Document extract:
I really don't see what's the big deal!!!!!!
If the main point is programming style, then the "vwait"
command should be totally forbidden. Much better is
to use "after", which can do exactly the same things
but depends on the event loop. In my opinion, using
"after" shows a much better programming style than
using "vwait" or "tkwait". How many unexpected infinite
loops did the "vwait" command already cause in applications?
If the author would have used "after" instead, those
bugs would not have occured.
So far. we seem to have 2 votes in favor and 3 against:
In Favor:
Jan Nijtmans
John Ellson
Against:
Alexandre Ferrieux
Christopher Nelson
Don Porter
Anyone else who wants to join one of the groups, (preferably mine)......... ;-)?
Do more people have problems with the plus-patch approach? I suggest
anyone who has a strong opinion about this to email me.
In one week (say july 1st) I'll publish the results on
comp.lang.tcl together with the names of the voters.
That's the only way to find out how the Tcl community
really feels about this subject.
I am building applications by incorporating my C++ code into a custom
tclsh using SWIG 1.1p5. I have been building against the plus patches
(8.0.4+, at the moment) specifically because I wanted to exploit
[package require Tk] to add a GUI to a (normally) batch program.
When I run the GUI code through my custom tclsh, I *must* include a
[tkwait] at the end. I assumed that it was because the plus patches'
tclAppInit.c was different than the code included by SWIG. But now that
I've looked at the code, I don't see exactly where the difference lies.
Is it because the default console is (was) TkCon, which includes Tk and
the event loop already?
I would vote for an explicit call to the event loop from tclsh. That
makes good intuitive sense to me.

Entries shown:
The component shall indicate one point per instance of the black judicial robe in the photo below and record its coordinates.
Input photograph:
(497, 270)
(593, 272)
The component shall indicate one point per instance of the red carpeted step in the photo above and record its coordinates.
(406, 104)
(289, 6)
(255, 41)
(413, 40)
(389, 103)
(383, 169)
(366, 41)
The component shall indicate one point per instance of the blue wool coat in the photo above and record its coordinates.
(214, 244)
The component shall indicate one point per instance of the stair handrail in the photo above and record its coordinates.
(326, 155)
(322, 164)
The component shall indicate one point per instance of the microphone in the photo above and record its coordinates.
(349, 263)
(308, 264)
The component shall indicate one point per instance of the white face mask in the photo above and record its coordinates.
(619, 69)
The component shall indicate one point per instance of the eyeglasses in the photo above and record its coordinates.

Problems:
#1 In the Tcl discussion, why has the developer who uses SWIG 1.1p5 been building against the plus patches?
#2 In the Tcl discussion, when and where will the vote results be published?
#3 Carry on the Tcl discussion from its final sentence.

Results in order:
#1 The developer wanted to use [package require Tk] to add a GUI to a program that normally runs in batch mode.

#2 In one week, around July 1st, on comp.lang.tcl, together with the names of the voters.

#3
Bob
--
Bob Techentin techenti...@mayo.edu
Mayo Foundation (507) 284-2702
Rochester MN, 55905 USA http://www.mayo.edu/sppdg/sppdg_home_page.html
> Let me give some example why I think that it is very useful to have
> an implicit start of the event loop at the end of the script (which
> is different from the end of the application)
>
> Some simple minimal code:
> # hello.tcl variant
> package require Tk
> button .b -text "button"
> pack .b
> vwait forever ;# This line causes the problems described below
> # end
>
I do not like the 'vwait forever' to be added into the Tk code.
You will have two versions of Tk code. It is not necessary to
maintain two versions.
I think 'vwait' and 'after' are two different commands.
Can you use 'after' replace 'vwait'?
> So far. we seem to have 2 votes in favor and 3 against:
>
I prefer the implicit event loop.
> In Favor:
> Jan Nijtmans
> John Ellson
> Against:
> Alexandre Ferrieux
> Christopher Nelson
> Don Porter
>
> Anyone else who wants to join one of the groups, (preferably mine)......... ;-)?
> Do more people have problems with the plus-patch approach? I suggest
> anyone who has a strong opinion about this to email me.
> In one week (say july 1st) I'll publish the results on
> comp.lang.tcl together with the names of the voters.
> That's the only way to find out how the Tcl community
> really feels about this subject.
>
> Regards,
> --
> Jan Nijtmans, CMG Arnhem B.V.
> email: Jan.Ni...@wxs.nl (private)
> Jan.Ni...@cmg.nl (work)
> url: http://home.wxs.nl/~nijtmans/
--
--------------------------------------------------------------
Chang LI, Neatware
email: cha...@neatware.com
web: http://www.neatware.com
--------------------------------------------------------------
On windows there are two kinds of applications: console and windows.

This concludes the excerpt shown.